TO BE DONE =
Write out the records beneath this line exactly as they appear, minus any images.

═══

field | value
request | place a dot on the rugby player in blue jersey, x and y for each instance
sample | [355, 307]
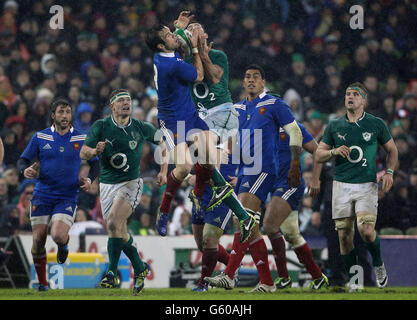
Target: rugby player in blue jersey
[260, 117]
[282, 213]
[56, 151]
[180, 123]
[208, 226]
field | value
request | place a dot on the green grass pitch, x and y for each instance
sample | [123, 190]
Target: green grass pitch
[332, 293]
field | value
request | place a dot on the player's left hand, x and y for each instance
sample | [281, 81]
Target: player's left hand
[314, 188]
[203, 48]
[161, 179]
[294, 174]
[85, 183]
[183, 20]
[387, 181]
[232, 181]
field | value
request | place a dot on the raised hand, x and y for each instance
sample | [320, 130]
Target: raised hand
[32, 171]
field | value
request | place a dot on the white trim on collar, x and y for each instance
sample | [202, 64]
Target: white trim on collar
[119, 126]
[53, 129]
[167, 54]
[262, 95]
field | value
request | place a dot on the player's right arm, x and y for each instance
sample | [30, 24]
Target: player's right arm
[325, 150]
[212, 72]
[197, 63]
[92, 146]
[87, 153]
[29, 154]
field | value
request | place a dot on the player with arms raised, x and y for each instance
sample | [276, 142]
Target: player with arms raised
[260, 117]
[353, 140]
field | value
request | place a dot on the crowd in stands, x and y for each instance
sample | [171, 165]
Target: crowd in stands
[307, 48]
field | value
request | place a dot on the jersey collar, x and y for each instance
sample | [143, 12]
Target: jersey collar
[356, 122]
[53, 129]
[119, 126]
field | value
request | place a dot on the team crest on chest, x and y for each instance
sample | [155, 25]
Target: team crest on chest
[366, 136]
[132, 144]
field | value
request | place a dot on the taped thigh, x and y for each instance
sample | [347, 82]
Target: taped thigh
[66, 218]
[366, 218]
[291, 230]
[256, 215]
[344, 223]
[211, 231]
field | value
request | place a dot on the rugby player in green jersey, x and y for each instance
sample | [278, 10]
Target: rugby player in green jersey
[118, 141]
[214, 104]
[353, 140]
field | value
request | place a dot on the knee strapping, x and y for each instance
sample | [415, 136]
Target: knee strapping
[291, 230]
[367, 219]
[256, 215]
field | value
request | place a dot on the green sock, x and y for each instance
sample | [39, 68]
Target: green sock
[114, 249]
[133, 256]
[374, 249]
[232, 201]
[349, 260]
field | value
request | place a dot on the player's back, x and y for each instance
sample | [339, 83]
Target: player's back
[259, 122]
[172, 79]
[207, 95]
[121, 158]
[284, 153]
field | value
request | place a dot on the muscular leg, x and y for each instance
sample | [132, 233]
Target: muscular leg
[39, 234]
[183, 165]
[366, 227]
[276, 212]
[256, 244]
[346, 233]
[118, 236]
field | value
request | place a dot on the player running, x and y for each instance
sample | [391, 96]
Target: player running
[208, 226]
[57, 153]
[353, 140]
[118, 141]
[282, 213]
[180, 123]
[261, 115]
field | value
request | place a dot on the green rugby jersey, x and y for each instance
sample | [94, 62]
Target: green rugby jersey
[120, 160]
[207, 95]
[362, 137]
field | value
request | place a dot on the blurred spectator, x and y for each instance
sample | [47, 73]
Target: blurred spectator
[4, 193]
[17, 125]
[7, 96]
[11, 176]
[84, 117]
[11, 153]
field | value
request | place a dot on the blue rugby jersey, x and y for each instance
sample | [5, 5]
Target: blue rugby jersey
[284, 154]
[172, 77]
[265, 115]
[59, 158]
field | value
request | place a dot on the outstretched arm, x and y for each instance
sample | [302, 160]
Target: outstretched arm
[314, 188]
[296, 141]
[212, 72]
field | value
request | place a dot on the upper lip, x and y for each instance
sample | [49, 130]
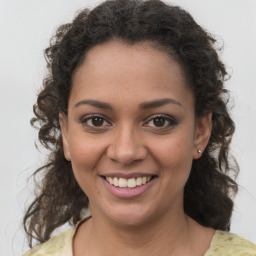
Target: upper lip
[127, 175]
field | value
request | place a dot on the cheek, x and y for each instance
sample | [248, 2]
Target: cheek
[175, 154]
[85, 156]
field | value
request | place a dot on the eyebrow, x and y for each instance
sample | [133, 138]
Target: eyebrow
[159, 103]
[146, 105]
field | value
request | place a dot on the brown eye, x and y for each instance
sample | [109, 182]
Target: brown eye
[97, 121]
[159, 121]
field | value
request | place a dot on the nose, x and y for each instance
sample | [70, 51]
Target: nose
[126, 146]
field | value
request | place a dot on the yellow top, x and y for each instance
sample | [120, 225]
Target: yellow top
[223, 244]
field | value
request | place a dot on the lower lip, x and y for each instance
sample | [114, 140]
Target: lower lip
[128, 192]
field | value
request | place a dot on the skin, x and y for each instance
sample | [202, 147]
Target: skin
[129, 140]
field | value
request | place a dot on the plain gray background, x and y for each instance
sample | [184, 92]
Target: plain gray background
[25, 30]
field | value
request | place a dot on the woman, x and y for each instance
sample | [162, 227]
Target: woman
[134, 113]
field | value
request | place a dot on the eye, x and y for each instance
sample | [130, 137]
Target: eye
[161, 121]
[95, 121]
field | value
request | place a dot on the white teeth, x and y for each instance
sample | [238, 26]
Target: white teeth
[128, 183]
[115, 181]
[131, 183]
[139, 181]
[123, 183]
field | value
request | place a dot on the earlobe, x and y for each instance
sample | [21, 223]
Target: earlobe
[202, 134]
[64, 132]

═══

EXPECTED ANSWER =
field | value
request | place a dot on the rugby player in blue jersey, x and y for each instance
sample | [355, 307]
Target: rugby player in blue jersey
[260, 117]
[282, 213]
[56, 151]
[180, 123]
[208, 226]
field | value
request | place a dot on the green grass pitch, x and y for each instance
sample | [123, 190]
Target: green grass pitch
[332, 293]
field | value
request | place a dot on the player's left hand, x and y for each instance
sample | [281, 81]
Target: player's left hand
[314, 188]
[203, 48]
[161, 179]
[294, 174]
[85, 183]
[183, 20]
[387, 181]
[232, 181]
field | value
request | place a dot on the raised hand, x and y for each instance
sample | [320, 130]
Target: raised hand
[32, 171]
field | value
request | place a dot on the white trim on collar, x and y for each instance
sample | [202, 64]
Target: white trim on collar
[119, 126]
[53, 129]
[167, 54]
[262, 95]
field | value
request | place a dot on the player's right arm, x and y for each instance
sample | [30, 24]
Target: player's right arm
[325, 150]
[212, 72]
[197, 63]
[92, 146]
[87, 153]
[29, 154]
field | value
request | place a dot on the player with arms raised, x and y for each instance
sample | [276, 142]
Target: player with arms raised
[260, 117]
[353, 140]
field | value
request | place a dot on the crowd in stands, x and y for each instance
sample | [171, 165]
Target: crowd in stands
[307, 48]
field | value
request | place a dot on the jersey collar, x and y for each instance
sample | [143, 12]
Target: jersey collar
[356, 122]
[53, 129]
[119, 126]
field | value
request | place a dot on the team crest on chest, x and y for each instance
sample | [155, 25]
Target: team crest on chest
[366, 136]
[132, 144]
field | value
request | place a dot on the taped thigh, x and y for each instance
sample | [347, 82]
Target: taped thigh
[66, 218]
[366, 218]
[291, 230]
[256, 215]
[344, 223]
[211, 231]
field | value
request | place a dot on the rugby player in green jersey, x and y for each instance
sample | [278, 10]
Target: rugby player in green jersey
[118, 141]
[214, 104]
[353, 140]
field | value
request | place a dot on the knee strapping, x and y for each instance
sample | [415, 136]
Target: knee strapping
[291, 230]
[367, 219]
[256, 215]
field | value
request | place a dot on the green sock, x and y for each instance
sample | [39, 68]
Target: green sock
[114, 249]
[133, 256]
[374, 249]
[232, 201]
[349, 260]
field | value
request | place a dot on the player's back, x and y for each instance
sample | [339, 83]
Target: player's back
[259, 122]
[172, 79]
[207, 95]
[121, 158]
[284, 153]
field | value
request | place a dot on the muscular leg, x and y for each instance
sample | [132, 233]
Target: muscular leg
[39, 234]
[183, 165]
[366, 227]
[276, 212]
[256, 244]
[346, 233]
[118, 236]
field | value
request | place a dot on the player running, x and y for each instance
sample | [391, 96]
Target: player running
[208, 226]
[57, 153]
[353, 140]
[118, 141]
[282, 213]
[180, 123]
[261, 115]
field | value
request | place a dot on the green rugby jersey, x and y for each instance
sample | [94, 62]
Target: green rugby jersey
[120, 160]
[207, 95]
[362, 137]
field | value
request | place a dot on the blurred spectator, x and y for each instance
sample | [47, 73]
Target: blurred spectator
[4, 193]
[17, 125]
[7, 96]
[11, 176]
[84, 117]
[11, 153]
field | value
request | place a dot on the blue rugby jersey, x and y for each instance
sample | [5, 5]
Target: blue rugby jersey
[284, 154]
[172, 77]
[265, 115]
[59, 158]
field | value
request | place a dot on the outstretched arm, x and y for each instance
sample | [302, 160]
Target: outstretched arm
[314, 188]
[296, 141]
[212, 72]
field | value
request | place a dot on the upper lip, x and y for each instance
sample | [49, 130]
Target: upper lip
[127, 175]
field | value
request | place a dot on the cheek, x and y for each instance
sample | [248, 2]
Target: cheek
[175, 154]
[85, 156]
field | value
request | place a dot on the eyebrow, x and y for each instance
sample | [133, 138]
Target: eyebrow
[159, 103]
[146, 105]
field | value
request | place a dot on the brown eye, x and y for each instance
sample | [109, 182]
Target: brown eye
[97, 121]
[159, 121]
field | value
request | place a dot on the nose, x and y for each instance
sample | [70, 51]
Target: nose
[126, 146]
field | value
request | place a dot on the yellow top, x and y for each instance
sample | [120, 225]
Target: yellow top
[223, 244]
field | value
request | place a dot on the lower lip, x and y for each instance
sample | [114, 140]
Target: lower lip
[128, 192]
field | value
request | place a dot on the skin, x and y for each instance
sample | [202, 147]
Target: skin
[129, 140]
field | value
request | place a dot on the plain gray background, x and y for each instance
sample | [184, 92]
Target: plain gray background
[25, 30]
field | value
request | place a dot on the woman, x and y for each instance
sample | [162, 227]
Target: woman
[134, 113]
field | value
request | place a dot on the eye, x and y for each instance
sample | [130, 137]
Target: eye
[161, 121]
[95, 121]
field | value
request | place a dot on the white teeth, x and y for each instance
sample | [238, 26]
Target: white teeth
[128, 183]
[115, 181]
[131, 183]
[139, 181]
[123, 183]
field | value
request | place a dot on the earlobe, x and y for each instance
sample | [21, 223]
Target: earlobe
[202, 134]
[64, 132]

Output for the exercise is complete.